**EXERCISE INPUT**
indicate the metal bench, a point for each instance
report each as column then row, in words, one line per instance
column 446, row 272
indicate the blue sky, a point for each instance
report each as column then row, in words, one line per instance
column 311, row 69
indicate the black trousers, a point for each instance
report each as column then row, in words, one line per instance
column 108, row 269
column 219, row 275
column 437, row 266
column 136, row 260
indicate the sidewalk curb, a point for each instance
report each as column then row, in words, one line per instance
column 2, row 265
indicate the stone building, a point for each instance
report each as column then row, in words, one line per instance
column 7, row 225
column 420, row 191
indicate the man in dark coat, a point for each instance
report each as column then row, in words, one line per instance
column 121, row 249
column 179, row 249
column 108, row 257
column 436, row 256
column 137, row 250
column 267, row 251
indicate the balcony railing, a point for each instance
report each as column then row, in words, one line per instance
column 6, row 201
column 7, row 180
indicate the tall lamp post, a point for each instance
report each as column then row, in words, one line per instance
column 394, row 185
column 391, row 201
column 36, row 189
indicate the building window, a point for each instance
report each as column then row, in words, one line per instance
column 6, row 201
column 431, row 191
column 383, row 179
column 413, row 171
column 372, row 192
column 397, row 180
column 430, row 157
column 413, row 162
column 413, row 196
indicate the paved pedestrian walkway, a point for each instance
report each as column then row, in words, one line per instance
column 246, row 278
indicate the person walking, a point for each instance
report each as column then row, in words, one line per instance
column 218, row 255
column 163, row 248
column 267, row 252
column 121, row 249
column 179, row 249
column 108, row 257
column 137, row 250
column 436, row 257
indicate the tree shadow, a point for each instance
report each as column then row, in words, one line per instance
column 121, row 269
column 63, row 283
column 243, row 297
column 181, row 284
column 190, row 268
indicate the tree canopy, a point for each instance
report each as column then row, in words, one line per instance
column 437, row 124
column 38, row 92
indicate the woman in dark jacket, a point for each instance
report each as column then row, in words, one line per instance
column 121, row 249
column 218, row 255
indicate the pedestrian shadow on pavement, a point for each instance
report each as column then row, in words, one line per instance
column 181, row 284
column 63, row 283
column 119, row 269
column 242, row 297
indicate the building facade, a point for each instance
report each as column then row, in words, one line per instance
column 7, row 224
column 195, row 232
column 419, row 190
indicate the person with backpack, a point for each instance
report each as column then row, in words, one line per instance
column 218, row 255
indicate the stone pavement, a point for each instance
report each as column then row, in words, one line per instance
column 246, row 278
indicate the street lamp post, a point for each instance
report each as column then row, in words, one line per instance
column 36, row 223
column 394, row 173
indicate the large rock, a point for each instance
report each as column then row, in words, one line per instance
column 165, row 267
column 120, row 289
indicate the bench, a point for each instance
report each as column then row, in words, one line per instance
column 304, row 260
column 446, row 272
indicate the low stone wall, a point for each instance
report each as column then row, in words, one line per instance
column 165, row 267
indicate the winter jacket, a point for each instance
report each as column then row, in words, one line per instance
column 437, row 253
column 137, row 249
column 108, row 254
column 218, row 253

**AIM OF THE EXERCISE**
Output, please, only the lines running from the start of the entries through the line that contains "indicate the person walking, a", including both of those lines.

**RESPONSE**
indicate the metal bench, a point for each instance
report each as column then row, in words, one line per instance
column 446, row 272
indicate the blue sky, a point for each instance
report each as column then row, in words, one line per instance
column 311, row 69
indicate the black trousers, a point for each instance
report each as column then row, in words, one line per instance
column 108, row 269
column 219, row 275
column 437, row 266
column 136, row 260
indicate the sidewalk curb, a point for each instance
report each as column then row, in words, one line per instance
column 2, row 265
indicate the stone building, a point for each instance
report each as column then row, in words, one line per instance
column 7, row 225
column 420, row 191
indicate the man in dark coat, a point for each instance
report each as column then row, in words, one line per instance
column 121, row 249
column 179, row 249
column 108, row 257
column 436, row 256
column 137, row 250
column 267, row 251
indicate the balcony railing, a point for each instance
report each as column then row, in words, one line per instance
column 6, row 201
column 7, row 180
indicate the tall lamp post, a point for each instance
report each as column then row, in words, one line per instance
column 394, row 185
column 391, row 201
column 36, row 189
indicate the building window, a point for each instance
report each as column then row, in words, one line per instance
column 6, row 201
column 431, row 191
column 383, row 179
column 413, row 171
column 372, row 192
column 397, row 180
column 430, row 157
column 413, row 162
column 413, row 196
indicate the paved pedestrian walkway, a point for each instance
report each as column then row, in words, one line per instance
column 246, row 278
indicate the person walking, a point for each instance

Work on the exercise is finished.